■ **Aim**
Please count how many lines in the listing below contain the word "window", and reply with that number alone.

— begin Provided information —

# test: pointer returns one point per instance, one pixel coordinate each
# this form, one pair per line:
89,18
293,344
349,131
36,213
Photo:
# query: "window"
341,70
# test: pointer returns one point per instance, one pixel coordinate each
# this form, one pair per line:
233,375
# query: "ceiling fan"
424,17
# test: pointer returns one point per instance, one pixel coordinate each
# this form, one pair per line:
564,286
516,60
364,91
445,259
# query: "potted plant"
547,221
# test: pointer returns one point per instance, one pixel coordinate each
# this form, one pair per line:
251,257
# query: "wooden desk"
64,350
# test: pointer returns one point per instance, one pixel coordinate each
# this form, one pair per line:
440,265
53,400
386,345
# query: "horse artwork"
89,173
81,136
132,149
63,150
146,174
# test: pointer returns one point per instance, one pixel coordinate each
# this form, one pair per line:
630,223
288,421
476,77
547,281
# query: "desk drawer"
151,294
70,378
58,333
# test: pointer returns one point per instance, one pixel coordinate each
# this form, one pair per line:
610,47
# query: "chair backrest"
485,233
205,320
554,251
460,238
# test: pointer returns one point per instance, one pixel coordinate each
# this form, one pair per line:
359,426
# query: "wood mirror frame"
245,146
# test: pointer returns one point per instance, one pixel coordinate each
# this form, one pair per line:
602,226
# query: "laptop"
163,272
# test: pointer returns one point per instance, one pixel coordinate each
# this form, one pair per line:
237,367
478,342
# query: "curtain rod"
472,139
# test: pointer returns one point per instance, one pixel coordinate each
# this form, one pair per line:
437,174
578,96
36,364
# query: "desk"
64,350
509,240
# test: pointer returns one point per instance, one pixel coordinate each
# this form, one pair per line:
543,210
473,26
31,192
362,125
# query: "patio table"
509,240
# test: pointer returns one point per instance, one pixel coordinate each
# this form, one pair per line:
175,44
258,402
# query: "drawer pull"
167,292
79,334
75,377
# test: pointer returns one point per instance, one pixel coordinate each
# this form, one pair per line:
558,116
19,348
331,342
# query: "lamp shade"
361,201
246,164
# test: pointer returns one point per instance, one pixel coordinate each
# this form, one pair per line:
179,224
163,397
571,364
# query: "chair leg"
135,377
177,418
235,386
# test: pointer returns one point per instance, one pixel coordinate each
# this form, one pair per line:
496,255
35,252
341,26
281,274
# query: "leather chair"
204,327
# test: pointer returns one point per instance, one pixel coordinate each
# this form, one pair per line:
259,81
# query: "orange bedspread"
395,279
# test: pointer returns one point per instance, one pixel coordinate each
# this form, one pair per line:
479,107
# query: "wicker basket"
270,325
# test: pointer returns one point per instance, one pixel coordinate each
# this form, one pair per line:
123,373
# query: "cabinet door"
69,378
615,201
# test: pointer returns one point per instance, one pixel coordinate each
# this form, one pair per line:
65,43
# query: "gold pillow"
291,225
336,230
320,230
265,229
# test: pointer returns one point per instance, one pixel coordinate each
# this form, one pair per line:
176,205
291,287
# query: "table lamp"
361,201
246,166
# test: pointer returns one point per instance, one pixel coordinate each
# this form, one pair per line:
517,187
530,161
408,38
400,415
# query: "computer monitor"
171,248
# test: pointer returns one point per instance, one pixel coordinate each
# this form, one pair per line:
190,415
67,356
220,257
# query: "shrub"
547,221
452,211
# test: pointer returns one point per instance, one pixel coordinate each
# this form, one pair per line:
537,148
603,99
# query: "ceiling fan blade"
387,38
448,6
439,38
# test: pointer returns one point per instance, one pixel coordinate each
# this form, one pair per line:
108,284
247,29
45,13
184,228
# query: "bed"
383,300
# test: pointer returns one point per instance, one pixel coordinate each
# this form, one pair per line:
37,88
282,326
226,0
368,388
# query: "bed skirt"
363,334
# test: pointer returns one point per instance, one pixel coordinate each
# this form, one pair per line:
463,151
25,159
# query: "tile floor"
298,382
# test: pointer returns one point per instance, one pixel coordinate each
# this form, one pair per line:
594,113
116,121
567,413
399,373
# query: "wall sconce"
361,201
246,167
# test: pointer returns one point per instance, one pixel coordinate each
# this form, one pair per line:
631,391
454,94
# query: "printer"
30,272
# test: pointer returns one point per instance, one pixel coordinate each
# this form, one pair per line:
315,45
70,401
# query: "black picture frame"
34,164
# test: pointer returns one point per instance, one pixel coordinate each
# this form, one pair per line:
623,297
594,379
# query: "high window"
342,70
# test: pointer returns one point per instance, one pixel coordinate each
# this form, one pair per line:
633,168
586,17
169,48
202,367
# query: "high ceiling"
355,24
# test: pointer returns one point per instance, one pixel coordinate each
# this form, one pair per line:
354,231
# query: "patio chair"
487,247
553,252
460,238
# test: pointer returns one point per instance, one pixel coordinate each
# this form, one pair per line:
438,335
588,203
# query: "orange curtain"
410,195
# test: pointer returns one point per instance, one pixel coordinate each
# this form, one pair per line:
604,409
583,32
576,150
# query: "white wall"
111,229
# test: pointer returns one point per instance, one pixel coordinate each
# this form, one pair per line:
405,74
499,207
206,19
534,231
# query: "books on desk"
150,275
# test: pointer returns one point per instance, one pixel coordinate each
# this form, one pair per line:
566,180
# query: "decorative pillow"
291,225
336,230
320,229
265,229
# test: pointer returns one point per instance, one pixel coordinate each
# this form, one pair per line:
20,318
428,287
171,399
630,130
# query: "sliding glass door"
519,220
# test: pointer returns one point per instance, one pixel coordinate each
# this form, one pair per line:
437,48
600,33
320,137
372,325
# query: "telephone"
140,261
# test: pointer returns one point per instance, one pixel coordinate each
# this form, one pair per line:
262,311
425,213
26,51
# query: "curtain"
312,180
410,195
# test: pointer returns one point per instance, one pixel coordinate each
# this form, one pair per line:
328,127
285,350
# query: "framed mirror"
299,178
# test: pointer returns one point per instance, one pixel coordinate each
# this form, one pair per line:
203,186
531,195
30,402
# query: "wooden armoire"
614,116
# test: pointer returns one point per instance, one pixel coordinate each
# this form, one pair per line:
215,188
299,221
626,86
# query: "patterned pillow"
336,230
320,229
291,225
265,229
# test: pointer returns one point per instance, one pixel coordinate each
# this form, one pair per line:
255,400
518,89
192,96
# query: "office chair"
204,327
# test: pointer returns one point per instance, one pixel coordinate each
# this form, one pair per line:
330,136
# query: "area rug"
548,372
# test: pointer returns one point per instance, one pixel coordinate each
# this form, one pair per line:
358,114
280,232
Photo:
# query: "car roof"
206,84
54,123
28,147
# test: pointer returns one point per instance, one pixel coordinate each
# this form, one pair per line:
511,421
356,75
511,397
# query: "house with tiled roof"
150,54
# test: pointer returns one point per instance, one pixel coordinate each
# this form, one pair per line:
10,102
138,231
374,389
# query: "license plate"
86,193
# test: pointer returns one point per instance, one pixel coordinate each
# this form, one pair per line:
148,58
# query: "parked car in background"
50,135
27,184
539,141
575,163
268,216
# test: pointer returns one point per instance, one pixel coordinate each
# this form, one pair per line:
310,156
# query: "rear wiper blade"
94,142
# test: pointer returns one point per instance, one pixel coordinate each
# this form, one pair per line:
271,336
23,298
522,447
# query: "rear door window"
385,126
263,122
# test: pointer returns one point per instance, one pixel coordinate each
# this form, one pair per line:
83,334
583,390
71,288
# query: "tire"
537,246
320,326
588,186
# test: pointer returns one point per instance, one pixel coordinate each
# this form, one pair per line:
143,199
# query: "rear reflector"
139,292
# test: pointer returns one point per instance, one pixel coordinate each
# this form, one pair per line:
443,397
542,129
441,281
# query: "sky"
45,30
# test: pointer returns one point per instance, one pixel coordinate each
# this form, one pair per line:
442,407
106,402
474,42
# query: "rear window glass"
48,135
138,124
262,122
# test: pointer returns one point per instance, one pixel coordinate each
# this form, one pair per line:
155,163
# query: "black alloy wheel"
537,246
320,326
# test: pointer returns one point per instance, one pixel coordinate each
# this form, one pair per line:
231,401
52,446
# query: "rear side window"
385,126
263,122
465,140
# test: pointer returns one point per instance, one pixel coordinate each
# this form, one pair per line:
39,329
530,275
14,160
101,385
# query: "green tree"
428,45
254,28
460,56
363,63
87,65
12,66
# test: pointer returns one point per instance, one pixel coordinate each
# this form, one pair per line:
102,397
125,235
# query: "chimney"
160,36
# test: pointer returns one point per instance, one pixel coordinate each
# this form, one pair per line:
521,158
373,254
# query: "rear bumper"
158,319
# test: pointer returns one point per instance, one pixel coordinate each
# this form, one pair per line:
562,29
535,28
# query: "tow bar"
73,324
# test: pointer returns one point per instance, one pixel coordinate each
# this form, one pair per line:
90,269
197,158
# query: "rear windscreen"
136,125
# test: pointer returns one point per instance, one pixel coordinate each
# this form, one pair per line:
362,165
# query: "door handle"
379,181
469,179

— end Provided information —

■ **Worked solution**
5